#### [Given request]
Make an exact copy of all the entries below, with the pictures left out.

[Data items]
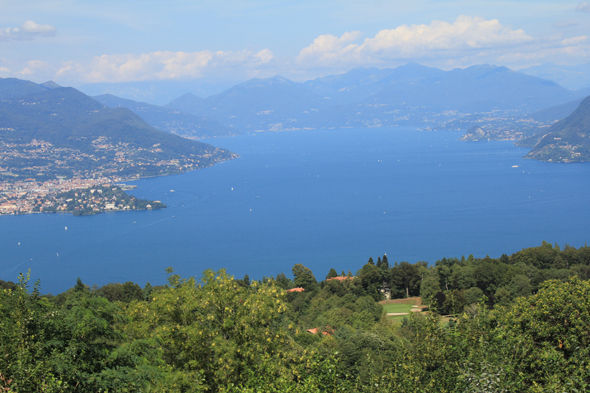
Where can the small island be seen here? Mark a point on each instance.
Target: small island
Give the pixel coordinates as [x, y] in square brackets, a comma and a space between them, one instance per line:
[87, 201]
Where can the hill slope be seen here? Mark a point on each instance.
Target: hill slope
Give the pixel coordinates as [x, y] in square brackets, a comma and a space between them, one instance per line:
[169, 119]
[568, 140]
[369, 97]
[62, 132]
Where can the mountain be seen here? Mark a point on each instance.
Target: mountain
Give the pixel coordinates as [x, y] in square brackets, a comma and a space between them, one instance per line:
[159, 92]
[170, 120]
[370, 97]
[13, 87]
[571, 77]
[568, 140]
[50, 85]
[557, 112]
[188, 103]
[63, 132]
[261, 104]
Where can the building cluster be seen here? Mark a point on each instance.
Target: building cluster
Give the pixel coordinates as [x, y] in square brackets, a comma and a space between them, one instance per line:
[30, 196]
[32, 174]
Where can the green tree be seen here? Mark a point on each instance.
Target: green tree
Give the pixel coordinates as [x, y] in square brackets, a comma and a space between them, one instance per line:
[304, 277]
[332, 273]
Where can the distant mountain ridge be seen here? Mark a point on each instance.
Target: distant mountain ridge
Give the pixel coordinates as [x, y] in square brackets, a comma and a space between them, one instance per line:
[369, 97]
[46, 132]
[169, 119]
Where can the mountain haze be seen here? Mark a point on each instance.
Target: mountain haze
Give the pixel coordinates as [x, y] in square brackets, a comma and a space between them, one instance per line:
[370, 97]
[169, 119]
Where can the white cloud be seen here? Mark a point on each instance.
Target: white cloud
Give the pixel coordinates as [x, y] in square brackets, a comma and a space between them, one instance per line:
[163, 65]
[569, 23]
[32, 67]
[438, 40]
[27, 31]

#### [Final result]
Where can the small island be seen here? Mark a point on each instance.
Target: small island
Give the pixel coordinates as [x, y] in square brackets, a comma and a space between them, one instance per line:
[87, 201]
Where can the hill slope be seen here? Mark a point on each instance.
Target: hill slope
Give the pixel coordinates as [x, y] in square brackets, a comma and a space between them, one instance per line:
[169, 119]
[568, 140]
[369, 97]
[62, 132]
Where can the mountain be seen here? Mark a point on each instance.
Target: mountain
Give the pixel coordinates as [x, y] in square brackets, a comma and a space between them, one instance per line:
[159, 92]
[170, 120]
[370, 97]
[13, 87]
[571, 77]
[568, 140]
[50, 85]
[557, 112]
[188, 103]
[63, 132]
[261, 104]
Where can the building cluster be seen here? Mark a point on each instance.
Target: building cluster
Give the pixel coordinates as [x, y] in square brackets, a comma and a space between them, one instance per line:
[30, 196]
[32, 174]
Where can the green tree be seen here? Mark a point on each instance.
Target: green tree
Give the pixel coordinates as [x, y] in square brackets, a comma and a space between them, one instance per line:
[304, 277]
[332, 273]
Where can the distant mountain ridge be seen here? Mark a point on each instance.
Target: distant mountain ridge
Give the pixel coordinates as [x, y] in square brackets, a comma and a space between them, one instance per line:
[369, 97]
[46, 132]
[169, 119]
Where can the mountain haze be seen here? Mark a point on each instance.
Target: mountain haze
Give the pixel coordinates as [x, y] in square brackets, a comma and a space between them, one instance per line:
[370, 97]
[169, 119]
Where can the white cloud be seen here? Mark a point on each instance.
Target: white cloud
Give the pixel coordinates as [x, y] in square brackets, a comma and a space between them, one instance per line:
[163, 65]
[569, 23]
[32, 67]
[438, 40]
[27, 31]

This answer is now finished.